— EXERCISE —
Give a verbatim repeat of the lines that run from the line containing "<point>264,184</point>" to the end of the data below.
____________________
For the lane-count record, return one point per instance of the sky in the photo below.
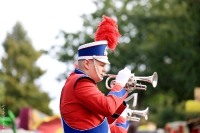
(43, 20)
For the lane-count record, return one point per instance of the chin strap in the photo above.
(96, 69)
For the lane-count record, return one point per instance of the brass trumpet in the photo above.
(131, 113)
(132, 82)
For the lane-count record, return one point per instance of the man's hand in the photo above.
(123, 76)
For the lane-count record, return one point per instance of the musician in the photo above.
(83, 107)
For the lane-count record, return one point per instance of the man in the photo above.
(83, 107)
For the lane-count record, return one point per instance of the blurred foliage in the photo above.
(157, 35)
(19, 72)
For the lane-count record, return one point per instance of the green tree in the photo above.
(157, 35)
(20, 72)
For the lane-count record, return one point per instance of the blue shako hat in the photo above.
(94, 50)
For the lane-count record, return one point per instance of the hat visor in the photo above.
(103, 60)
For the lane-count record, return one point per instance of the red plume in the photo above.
(108, 30)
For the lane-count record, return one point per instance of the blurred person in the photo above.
(83, 107)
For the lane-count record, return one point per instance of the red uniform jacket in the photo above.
(84, 106)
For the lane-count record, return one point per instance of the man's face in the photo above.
(99, 70)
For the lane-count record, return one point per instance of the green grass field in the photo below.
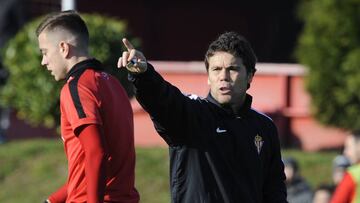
(32, 169)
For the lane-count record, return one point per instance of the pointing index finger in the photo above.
(127, 44)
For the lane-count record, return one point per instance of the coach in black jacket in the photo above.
(221, 150)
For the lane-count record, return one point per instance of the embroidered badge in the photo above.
(105, 75)
(258, 143)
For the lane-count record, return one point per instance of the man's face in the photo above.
(51, 55)
(227, 78)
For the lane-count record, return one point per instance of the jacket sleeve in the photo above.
(169, 109)
(274, 185)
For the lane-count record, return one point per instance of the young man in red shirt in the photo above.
(96, 116)
(348, 190)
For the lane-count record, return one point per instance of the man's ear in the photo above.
(64, 49)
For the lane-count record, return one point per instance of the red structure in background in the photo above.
(278, 91)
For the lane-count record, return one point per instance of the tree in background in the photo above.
(32, 91)
(330, 47)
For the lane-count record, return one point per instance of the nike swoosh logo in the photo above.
(218, 130)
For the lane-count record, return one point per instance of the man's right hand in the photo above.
(133, 60)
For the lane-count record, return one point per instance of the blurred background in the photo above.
(307, 79)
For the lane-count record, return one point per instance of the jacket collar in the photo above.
(241, 112)
(88, 63)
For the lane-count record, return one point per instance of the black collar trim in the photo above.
(88, 63)
(242, 111)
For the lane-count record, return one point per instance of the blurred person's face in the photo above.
(289, 173)
(322, 196)
(352, 149)
(338, 174)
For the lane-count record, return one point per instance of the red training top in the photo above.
(94, 97)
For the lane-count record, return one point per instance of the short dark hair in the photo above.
(236, 45)
(69, 20)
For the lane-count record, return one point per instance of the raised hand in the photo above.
(132, 59)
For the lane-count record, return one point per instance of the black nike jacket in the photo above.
(215, 155)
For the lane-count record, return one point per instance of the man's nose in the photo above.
(224, 74)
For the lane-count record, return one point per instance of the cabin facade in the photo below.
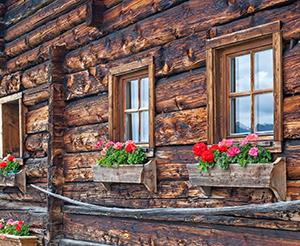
(167, 74)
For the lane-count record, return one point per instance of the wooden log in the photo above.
(84, 138)
(35, 76)
(290, 23)
(291, 109)
(46, 32)
(159, 233)
(42, 16)
(291, 66)
(10, 83)
(36, 145)
(151, 34)
(182, 127)
(36, 170)
(21, 9)
(87, 111)
(37, 120)
(36, 95)
(183, 91)
(292, 152)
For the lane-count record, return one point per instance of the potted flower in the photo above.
(15, 233)
(11, 173)
(124, 163)
(243, 164)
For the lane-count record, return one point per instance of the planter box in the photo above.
(132, 174)
(11, 240)
(267, 175)
(15, 180)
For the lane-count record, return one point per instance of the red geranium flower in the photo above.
(130, 146)
(214, 147)
(18, 227)
(3, 164)
(222, 148)
(207, 156)
(10, 158)
(199, 148)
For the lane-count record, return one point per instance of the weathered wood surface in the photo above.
(84, 138)
(79, 227)
(36, 145)
(123, 41)
(37, 120)
(183, 127)
(36, 76)
(270, 175)
(291, 116)
(184, 91)
(131, 174)
(11, 240)
(36, 95)
(291, 65)
(10, 83)
(292, 152)
(46, 32)
(87, 111)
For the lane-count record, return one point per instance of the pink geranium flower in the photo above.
(118, 145)
(245, 141)
(251, 137)
(226, 142)
(253, 152)
(232, 151)
(10, 222)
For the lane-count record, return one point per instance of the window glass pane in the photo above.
(132, 94)
(132, 127)
(145, 127)
(144, 93)
(240, 114)
(240, 73)
(264, 112)
(11, 128)
(263, 69)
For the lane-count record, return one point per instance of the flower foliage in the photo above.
(116, 154)
(9, 166)
(14, 227)
(227, 152)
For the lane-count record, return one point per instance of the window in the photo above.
(11, 126)
(131, 103)
(244, 85)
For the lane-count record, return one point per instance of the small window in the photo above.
(11, 139)
(131, 104)
(245, 85)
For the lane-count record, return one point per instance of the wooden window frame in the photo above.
(267, 35)
(117, 73)
(15, 97)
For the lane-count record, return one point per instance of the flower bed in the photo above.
(124, 163)
(11, 174)
(14, 233)
(242, 164)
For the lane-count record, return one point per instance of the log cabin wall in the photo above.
(98, 37)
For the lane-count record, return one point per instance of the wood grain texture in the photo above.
(291, 66)
(84, 138)
(291, 110)
(37, 120)
(36, 145)
(182, 127)
(183, 91)
(87, 111)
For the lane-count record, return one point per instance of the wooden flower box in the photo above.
(14, 180)
(267, 175)
(132, 174)
(11, 240)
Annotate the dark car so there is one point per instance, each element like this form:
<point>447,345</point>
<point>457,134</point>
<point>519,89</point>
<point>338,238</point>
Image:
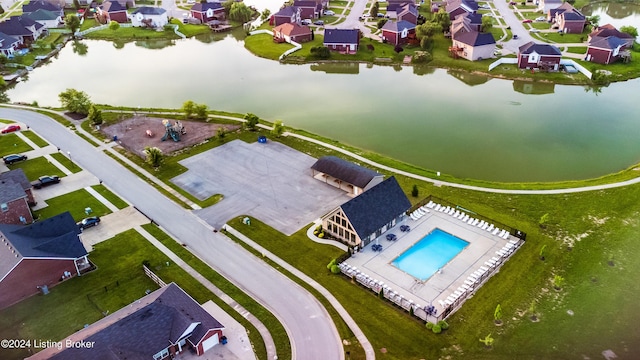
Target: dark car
<point>45,181</point>
<point>89,222</point>
<point>10,159</point>
<point>10,128</point>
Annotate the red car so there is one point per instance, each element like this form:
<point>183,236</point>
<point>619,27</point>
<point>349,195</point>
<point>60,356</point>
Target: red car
<point>10,128</point>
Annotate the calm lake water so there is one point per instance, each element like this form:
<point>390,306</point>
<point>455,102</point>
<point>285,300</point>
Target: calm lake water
<point>468,126</point>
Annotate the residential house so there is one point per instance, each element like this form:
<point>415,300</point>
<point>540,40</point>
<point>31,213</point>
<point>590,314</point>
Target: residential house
<point>342,40</point>
<point>539,56</point>
<point>49,19</point>
<point>112,11</point>
<point>362,219</point>
<point>474,45</point>
<point>8,44</point>
<point>345,175</point>
<point>292,32</point>
<point>206,12</point>
<point>164,324</point>
<point>36,257</point>
<point>149,16</point>
<point>309,9</point>
<point>568,19</point>
<point>22,28</point>
<point>288,14</point>
<point>398,32</point>
<point>459,7</point>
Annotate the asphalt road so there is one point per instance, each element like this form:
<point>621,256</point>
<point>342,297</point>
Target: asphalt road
<point>311,331</point>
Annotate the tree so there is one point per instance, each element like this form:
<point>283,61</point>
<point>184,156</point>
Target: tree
<point>154,156</point>
<point>95,115</point>
<point>251,121</point>
<point>627,29</point>
<point>278,128</point>
<point>72,22</point>
<point>75,101</point>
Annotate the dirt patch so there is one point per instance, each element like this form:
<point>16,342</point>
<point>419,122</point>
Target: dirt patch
<point>132,134</point>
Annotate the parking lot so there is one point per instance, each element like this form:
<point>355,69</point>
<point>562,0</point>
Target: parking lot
<point>270,182</point>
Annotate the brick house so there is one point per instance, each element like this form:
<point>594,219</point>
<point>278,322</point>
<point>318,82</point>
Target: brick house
<point>39,255</point>
<point>163,324</point>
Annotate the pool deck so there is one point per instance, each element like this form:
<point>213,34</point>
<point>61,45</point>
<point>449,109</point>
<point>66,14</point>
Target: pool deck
<point>482,247</point>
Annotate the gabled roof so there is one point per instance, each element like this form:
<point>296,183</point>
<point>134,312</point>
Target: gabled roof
<point>542,49</point>
<point>376,207</point>
<point>149,10</point>
<point>345,170</point>
<point>341,36</point>
<point>203,7</point>
<point>55,237</point>
<point>141,329</point>
<point>398,26</point>
<point>474,38</point>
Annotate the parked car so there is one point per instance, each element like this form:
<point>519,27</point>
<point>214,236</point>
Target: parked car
<point>89,222</point>
<point>45,181</point>
<point>10,128</point>
<point>10,159</point>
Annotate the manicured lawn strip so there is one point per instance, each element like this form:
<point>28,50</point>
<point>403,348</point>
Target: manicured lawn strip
<point>75,202</point>
<point>275,328</point>
<point>355,349</point>
<point>12,144</point>
<point>34,168</point>
<point>110,196</point>
<point>591,283</point>
<point>64,160</point>
<point>40,142</point>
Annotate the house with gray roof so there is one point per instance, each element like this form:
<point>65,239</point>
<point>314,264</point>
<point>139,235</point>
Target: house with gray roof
<point>345,175</point>
<point>163,324</point>
<point>39,256</point>
<point>362,219</point>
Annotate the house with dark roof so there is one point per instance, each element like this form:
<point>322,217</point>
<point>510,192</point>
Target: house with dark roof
<point>149,16</point>
<point>206,12</point>
<point>112,11</point>
<point>362,219</point>
<point>23,29</point>
<point>163,324</point>
<point>15,198</point>
<point>292,32</point>
<point>568,19</point>
<point>399,32</point>
<point>473,45</point>
<point>345,41</point>
<point>539,56</point>
<point>288,14</point>
<point>39,256</point>
<point>345,175</point>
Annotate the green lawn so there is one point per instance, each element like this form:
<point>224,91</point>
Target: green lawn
<point>40,142</point>
<point>34,168</point>
<point>75,202</point>
<point>12,144</point>
<point>64,160</point>
<point>110,196</point>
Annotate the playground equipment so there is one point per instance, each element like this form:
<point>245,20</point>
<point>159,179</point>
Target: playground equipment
<point>173,131</point>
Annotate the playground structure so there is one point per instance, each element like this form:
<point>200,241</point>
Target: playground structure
<point>173,131</point>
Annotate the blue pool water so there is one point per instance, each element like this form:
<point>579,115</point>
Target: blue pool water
<point>428,255</point>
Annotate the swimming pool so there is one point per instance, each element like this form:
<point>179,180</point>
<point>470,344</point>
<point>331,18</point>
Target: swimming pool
<point>428,255</point>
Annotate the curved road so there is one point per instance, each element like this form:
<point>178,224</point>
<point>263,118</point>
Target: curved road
<point>310,328</point>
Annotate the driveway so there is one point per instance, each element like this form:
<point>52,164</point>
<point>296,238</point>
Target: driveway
<point>271,182</point>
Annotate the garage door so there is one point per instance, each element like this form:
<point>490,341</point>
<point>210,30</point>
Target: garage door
<point>210,342</point>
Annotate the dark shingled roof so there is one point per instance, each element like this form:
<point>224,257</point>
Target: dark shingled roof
<point>376,207</point>
<point>143,328</point>
<point>345,170</point>
<point>55,237</point>
<point>474,38</point>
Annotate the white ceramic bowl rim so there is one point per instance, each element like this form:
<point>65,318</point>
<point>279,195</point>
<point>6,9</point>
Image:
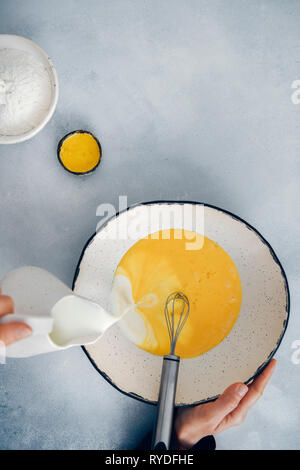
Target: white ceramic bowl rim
<point>13,139</point>
<point>237,218</point>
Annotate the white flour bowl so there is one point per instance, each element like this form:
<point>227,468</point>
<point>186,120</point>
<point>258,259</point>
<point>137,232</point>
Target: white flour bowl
<point>8,41</point>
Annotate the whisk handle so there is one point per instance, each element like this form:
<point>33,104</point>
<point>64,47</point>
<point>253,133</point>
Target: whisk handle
<point>166,399</point>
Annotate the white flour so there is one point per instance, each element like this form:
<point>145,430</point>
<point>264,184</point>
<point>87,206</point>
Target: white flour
<point>25,91</point>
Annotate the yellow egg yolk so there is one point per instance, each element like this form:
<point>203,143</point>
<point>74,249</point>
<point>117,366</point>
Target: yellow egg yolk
<point>80,152</point>
<point>207,276</point>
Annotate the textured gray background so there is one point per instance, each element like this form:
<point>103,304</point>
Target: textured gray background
<point>191,100</point>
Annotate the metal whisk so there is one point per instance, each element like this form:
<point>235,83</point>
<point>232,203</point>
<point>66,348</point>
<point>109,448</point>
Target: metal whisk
<point>177,309</point>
____________________
— YOUR RESPONSE —
<point>264,184</point>
<point>87,206</point>
Target: white flour
<point>25,91</point>
Annotate the yellow egg yolk so there is one point per instance, each element like this form:
<point>203,143</point>
<point>74,249</point>
<point>117,366</point>
Target: yellow egg yolk
<point>80,152</point>
<point>207,276</point>
Annotate the textured gray background so there is one point per instance, each element like this form:
<point>103,304</point>
Target: textured gray background
<point>191,100</point>
Annotate the metal whisk so there is one point per instance, each element like this form:
<point>235,83</point>
<point>232,203</point>
<point>66,348</point>
<point>109,448</point>
Target: metal whisk
<point>177,309</point>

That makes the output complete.